— BEGIN —

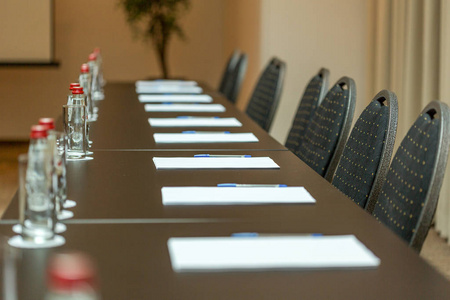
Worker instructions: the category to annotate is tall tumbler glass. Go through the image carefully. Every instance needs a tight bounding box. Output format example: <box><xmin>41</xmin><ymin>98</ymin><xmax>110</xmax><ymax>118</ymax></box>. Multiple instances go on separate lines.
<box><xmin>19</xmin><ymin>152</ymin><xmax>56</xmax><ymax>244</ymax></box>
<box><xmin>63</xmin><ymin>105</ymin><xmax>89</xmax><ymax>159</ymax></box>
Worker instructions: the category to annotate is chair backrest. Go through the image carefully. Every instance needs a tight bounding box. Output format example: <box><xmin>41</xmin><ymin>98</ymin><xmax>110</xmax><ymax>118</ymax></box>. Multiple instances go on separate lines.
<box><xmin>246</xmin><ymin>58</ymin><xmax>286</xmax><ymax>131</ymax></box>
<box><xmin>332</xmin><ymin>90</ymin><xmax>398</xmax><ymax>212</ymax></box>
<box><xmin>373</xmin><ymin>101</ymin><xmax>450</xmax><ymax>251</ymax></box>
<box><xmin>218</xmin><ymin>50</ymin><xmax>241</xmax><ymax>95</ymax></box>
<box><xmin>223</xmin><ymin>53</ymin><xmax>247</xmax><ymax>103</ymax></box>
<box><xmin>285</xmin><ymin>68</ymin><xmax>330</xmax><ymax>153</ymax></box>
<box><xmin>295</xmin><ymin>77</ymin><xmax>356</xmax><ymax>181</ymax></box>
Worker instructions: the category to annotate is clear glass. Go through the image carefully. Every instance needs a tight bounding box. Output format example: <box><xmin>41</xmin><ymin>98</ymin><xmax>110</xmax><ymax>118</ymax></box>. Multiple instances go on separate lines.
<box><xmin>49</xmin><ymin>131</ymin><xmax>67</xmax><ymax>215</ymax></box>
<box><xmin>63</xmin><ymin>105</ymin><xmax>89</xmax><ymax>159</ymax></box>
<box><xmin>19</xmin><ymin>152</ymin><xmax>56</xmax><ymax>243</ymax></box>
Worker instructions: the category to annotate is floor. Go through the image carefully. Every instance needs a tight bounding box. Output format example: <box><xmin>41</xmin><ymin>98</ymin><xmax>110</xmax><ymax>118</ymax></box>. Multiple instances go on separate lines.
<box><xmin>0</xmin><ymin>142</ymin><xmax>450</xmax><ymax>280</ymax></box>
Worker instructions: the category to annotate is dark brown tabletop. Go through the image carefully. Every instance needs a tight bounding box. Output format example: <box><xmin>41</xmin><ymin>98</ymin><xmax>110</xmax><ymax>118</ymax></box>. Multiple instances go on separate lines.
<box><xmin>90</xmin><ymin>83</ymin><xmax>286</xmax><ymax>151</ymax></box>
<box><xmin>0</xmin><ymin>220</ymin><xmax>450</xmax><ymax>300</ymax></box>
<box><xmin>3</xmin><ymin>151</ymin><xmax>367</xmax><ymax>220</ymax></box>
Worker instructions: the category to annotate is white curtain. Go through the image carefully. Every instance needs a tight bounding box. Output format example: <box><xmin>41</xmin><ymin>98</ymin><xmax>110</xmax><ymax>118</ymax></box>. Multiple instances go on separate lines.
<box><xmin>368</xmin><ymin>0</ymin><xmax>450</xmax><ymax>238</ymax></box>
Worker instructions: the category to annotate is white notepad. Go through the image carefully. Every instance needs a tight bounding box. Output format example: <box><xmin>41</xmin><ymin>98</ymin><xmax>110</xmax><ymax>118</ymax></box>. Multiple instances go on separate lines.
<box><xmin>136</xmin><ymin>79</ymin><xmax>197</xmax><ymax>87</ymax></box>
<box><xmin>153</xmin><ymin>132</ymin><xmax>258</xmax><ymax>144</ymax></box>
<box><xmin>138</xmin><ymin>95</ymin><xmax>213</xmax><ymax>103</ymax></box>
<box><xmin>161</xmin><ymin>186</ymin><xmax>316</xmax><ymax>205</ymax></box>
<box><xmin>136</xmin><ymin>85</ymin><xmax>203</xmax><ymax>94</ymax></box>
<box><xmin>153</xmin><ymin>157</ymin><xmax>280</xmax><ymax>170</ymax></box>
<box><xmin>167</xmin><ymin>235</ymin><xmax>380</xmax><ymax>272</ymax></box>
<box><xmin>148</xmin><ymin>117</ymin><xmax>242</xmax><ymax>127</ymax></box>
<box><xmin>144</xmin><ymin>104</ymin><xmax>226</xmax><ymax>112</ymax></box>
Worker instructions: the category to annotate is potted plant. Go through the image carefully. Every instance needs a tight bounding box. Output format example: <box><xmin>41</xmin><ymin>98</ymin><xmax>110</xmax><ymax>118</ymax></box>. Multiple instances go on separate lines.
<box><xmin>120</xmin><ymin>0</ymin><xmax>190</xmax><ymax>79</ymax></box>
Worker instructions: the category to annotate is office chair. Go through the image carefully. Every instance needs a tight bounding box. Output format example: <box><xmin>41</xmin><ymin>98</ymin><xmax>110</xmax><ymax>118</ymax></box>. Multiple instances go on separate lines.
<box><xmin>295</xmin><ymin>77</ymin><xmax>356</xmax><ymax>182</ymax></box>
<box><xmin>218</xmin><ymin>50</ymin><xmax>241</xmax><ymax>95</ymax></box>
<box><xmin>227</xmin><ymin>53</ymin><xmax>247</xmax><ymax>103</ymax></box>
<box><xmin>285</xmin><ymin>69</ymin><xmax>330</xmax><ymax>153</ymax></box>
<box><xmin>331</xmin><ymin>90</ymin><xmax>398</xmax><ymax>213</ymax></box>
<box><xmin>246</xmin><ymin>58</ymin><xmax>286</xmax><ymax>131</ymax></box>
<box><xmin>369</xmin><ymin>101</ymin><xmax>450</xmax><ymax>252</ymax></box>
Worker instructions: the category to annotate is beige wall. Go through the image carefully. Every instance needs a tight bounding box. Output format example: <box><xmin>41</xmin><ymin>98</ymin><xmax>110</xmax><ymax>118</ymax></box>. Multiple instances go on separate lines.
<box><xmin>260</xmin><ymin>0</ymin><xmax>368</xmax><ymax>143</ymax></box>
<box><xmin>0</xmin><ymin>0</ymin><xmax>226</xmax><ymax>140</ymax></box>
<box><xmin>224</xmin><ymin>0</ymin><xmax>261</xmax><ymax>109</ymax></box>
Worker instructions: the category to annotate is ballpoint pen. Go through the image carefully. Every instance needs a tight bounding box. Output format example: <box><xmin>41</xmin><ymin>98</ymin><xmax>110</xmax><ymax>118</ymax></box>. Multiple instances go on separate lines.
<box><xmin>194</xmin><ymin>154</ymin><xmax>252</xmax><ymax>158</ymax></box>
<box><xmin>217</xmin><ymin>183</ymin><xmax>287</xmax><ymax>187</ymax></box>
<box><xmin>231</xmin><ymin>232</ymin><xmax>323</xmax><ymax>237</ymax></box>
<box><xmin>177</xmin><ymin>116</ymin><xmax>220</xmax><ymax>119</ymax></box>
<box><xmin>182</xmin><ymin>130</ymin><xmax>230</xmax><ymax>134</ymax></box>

— END —

THE EXERCISE:
The answer consists only of the lines from the one containing "Worker instructions: the category to annotate is ballpoint" to the end of the records, each written out exactly.

WRITTEN ANSWER:
Worker instructions: the category to annotate is ballpoint pen. Go through the image carefully. Every instance needs a tight bounding box. Output format example: <box><xmin>41</xmin><ymin>98</ymin><xmax>110</xmax><ymax>118</ymax></box>. Multiple instances go on separate lines.
<box><xmin>194</xmin><ymin>154</ymin><xmax>252</xmax><ymax>158</ymax></box>
<box><xmin>217</xmin><ymin>183</ymin><xmax>287</xmax><ymax>187</ymax></box>
<box><xmin>231</xmin><ymin>232</ymin><xmax>323</xmax><ymax>237</ymax></box>
<box><xmin>177</xmin><ymin>116</ymin><xmax>220</xmax><ymax>119</ymax></box>
<box><xmin>182</xmin><ymin>130</ymin><xmax>230</xmax><ymax>134</ymax></box>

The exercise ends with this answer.